Output nothing but the lines from the line with "of the glass" through the end of the listing below, both ends included.

_Data for this exercise:_
=====
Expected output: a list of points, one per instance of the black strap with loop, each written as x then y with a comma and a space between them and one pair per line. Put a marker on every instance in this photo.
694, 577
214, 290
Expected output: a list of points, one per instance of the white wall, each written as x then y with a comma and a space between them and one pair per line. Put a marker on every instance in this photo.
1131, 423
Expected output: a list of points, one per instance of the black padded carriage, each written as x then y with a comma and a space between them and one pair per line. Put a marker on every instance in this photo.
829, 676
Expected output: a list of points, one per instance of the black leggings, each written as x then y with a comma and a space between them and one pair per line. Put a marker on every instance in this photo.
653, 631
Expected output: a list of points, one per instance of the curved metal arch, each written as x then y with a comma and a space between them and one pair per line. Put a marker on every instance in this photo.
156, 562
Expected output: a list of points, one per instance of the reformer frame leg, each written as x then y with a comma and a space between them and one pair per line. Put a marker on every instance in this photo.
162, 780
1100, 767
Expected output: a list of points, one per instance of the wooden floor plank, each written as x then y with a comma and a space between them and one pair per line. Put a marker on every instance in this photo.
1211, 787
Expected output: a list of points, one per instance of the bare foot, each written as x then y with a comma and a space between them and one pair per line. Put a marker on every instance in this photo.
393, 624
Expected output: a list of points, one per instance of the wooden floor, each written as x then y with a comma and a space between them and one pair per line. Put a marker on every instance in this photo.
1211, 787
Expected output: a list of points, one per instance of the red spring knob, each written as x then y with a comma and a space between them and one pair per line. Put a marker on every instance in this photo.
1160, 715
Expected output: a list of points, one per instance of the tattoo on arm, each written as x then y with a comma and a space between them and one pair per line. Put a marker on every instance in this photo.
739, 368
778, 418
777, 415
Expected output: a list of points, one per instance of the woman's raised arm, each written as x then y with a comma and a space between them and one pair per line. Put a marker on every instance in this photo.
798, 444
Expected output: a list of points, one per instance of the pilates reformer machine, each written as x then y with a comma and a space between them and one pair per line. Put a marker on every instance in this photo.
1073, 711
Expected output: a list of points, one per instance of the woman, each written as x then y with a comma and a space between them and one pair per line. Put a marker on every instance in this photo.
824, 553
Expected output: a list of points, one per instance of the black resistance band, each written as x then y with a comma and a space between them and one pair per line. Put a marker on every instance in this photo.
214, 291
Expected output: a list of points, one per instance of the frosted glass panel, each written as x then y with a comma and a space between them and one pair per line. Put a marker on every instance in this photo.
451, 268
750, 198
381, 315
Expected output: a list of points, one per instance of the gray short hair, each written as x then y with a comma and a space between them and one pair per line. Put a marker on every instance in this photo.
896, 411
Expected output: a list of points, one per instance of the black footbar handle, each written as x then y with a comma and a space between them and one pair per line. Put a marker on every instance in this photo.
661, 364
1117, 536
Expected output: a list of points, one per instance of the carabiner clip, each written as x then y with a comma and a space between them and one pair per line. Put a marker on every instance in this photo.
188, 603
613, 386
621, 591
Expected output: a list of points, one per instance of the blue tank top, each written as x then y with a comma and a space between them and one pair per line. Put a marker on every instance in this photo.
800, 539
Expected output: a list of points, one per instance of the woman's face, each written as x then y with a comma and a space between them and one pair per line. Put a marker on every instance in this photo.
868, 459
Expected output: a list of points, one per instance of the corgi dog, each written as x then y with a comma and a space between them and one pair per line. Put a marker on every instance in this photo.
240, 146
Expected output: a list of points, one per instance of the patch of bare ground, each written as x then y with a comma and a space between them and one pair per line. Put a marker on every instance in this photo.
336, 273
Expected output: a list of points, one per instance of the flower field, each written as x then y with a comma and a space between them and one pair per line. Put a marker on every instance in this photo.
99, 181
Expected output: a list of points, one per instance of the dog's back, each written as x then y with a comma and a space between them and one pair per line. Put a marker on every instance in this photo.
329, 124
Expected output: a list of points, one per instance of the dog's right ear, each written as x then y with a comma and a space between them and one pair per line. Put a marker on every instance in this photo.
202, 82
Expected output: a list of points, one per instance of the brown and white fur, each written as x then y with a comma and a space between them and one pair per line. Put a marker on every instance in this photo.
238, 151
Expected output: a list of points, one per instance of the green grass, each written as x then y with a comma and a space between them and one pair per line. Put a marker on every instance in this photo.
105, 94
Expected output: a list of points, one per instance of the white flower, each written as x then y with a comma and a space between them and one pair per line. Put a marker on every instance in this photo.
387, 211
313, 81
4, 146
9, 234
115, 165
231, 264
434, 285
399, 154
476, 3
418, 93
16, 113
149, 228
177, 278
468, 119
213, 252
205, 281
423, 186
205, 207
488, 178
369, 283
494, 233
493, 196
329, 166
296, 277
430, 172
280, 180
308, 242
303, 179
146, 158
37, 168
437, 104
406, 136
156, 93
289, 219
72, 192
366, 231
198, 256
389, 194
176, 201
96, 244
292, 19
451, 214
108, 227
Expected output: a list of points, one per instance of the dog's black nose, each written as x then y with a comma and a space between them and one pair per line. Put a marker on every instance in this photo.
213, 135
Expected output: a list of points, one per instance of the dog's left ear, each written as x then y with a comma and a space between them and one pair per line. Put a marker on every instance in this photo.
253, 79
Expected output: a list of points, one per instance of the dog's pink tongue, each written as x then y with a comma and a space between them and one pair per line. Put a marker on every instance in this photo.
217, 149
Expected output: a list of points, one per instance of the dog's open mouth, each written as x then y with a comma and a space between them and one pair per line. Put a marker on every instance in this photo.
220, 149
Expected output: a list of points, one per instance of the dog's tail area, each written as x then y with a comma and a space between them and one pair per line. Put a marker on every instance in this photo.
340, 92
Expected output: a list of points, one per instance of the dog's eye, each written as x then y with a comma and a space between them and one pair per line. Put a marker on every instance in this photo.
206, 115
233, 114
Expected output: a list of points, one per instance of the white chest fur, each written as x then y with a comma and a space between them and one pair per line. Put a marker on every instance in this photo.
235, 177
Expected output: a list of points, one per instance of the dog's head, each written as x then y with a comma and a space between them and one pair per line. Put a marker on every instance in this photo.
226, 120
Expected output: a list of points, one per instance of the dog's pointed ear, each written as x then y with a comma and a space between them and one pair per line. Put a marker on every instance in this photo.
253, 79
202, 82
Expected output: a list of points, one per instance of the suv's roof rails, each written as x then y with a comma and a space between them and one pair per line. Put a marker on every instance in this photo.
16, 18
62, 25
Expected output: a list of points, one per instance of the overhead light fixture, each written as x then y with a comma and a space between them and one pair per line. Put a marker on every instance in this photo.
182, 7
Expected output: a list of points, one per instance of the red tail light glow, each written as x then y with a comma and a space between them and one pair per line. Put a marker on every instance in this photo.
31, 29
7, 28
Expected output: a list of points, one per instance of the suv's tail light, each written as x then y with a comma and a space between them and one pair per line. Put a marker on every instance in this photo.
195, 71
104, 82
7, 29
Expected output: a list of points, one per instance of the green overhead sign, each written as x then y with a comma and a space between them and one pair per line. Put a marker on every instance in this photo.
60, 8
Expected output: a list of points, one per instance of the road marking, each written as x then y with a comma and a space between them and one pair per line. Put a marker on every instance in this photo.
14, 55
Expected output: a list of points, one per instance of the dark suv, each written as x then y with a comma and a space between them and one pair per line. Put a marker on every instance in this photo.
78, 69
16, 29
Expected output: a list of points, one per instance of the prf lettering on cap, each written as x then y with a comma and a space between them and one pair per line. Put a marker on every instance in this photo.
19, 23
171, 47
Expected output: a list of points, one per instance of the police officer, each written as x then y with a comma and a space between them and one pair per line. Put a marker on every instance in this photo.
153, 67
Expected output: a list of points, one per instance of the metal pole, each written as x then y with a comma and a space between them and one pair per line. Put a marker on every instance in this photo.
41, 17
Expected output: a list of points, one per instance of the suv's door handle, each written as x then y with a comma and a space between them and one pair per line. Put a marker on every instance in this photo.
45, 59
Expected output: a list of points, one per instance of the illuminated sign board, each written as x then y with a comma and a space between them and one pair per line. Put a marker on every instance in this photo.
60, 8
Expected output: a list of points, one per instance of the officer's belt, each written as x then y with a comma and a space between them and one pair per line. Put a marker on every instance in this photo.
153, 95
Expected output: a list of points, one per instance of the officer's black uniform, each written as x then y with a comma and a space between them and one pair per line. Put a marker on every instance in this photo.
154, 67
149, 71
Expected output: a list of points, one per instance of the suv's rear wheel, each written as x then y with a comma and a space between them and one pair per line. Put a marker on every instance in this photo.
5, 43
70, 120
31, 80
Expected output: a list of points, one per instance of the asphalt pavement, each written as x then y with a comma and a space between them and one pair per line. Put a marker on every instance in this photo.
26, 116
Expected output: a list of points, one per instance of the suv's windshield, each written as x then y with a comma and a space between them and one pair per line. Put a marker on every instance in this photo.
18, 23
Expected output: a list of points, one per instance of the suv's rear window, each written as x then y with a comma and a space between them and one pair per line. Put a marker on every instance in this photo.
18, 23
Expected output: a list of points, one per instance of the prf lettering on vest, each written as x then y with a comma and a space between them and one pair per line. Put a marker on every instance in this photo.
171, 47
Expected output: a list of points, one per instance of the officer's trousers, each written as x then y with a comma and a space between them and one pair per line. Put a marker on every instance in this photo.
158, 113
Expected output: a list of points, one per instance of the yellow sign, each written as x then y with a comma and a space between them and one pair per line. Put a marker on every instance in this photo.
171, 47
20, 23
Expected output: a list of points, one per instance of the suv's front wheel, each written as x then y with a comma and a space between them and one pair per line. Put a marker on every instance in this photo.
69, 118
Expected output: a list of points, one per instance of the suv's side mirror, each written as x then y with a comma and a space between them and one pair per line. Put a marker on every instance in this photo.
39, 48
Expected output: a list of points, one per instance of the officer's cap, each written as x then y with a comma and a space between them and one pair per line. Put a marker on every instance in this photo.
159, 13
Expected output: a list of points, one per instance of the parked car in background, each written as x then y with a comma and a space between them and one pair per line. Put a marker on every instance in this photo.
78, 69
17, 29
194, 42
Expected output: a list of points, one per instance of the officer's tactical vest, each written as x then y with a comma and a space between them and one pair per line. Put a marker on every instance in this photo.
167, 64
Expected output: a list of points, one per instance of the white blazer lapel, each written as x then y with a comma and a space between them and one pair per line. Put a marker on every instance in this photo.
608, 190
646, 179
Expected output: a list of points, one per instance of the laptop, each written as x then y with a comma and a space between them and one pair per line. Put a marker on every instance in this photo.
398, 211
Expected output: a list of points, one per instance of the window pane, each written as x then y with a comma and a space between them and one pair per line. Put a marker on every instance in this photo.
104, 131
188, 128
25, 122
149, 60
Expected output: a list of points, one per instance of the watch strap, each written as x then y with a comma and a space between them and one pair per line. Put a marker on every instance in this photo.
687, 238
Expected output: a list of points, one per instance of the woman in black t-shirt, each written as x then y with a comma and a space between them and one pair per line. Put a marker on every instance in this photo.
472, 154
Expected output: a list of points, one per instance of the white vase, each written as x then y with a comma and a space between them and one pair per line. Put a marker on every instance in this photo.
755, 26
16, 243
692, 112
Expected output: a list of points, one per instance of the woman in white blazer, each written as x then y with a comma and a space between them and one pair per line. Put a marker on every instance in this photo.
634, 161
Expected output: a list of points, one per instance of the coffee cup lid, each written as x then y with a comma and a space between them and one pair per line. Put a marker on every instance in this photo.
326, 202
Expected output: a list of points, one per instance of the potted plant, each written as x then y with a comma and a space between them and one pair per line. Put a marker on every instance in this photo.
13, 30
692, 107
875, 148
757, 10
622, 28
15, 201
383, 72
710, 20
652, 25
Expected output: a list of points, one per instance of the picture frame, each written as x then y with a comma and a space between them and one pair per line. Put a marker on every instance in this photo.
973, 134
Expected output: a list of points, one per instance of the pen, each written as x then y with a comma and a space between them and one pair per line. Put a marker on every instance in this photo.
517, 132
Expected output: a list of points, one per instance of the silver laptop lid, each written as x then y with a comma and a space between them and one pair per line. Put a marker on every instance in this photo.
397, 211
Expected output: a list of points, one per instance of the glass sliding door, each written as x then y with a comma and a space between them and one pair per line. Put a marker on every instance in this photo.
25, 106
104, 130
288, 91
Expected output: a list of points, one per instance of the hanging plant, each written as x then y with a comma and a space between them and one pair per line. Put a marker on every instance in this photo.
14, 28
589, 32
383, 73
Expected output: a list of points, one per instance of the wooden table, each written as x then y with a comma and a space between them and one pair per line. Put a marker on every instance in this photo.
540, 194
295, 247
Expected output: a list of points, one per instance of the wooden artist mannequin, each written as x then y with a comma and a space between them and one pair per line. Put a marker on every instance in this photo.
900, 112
=====
_Answer for the task:_
Expected output: a list of points, one per instance of the glass sliding door, each written as x then y with a comma and a space between them and one pair per line. Put a marker on every instance in this photo.
25, 106
104, 130
288, 91
Expected output: a list of points, one per instance of the hanging plant, each written as x then y with a comma and a space between them and one pair per line. Put a marker on every instance in this photo.
14, 28
589, 32
383, 73
Expected output: a list of points, one per instance of the wooden table, each written as x then y with a comma and a space between them and one pair per line. Put a marker on every instance in this photo.
540, 194
295, 247
Expected output: a list of points, one per instance of the wooden artist mannequin, each written as x then y with a comma and a space between them and one pair per line. Put a marker on every instance in this photo.
900, 112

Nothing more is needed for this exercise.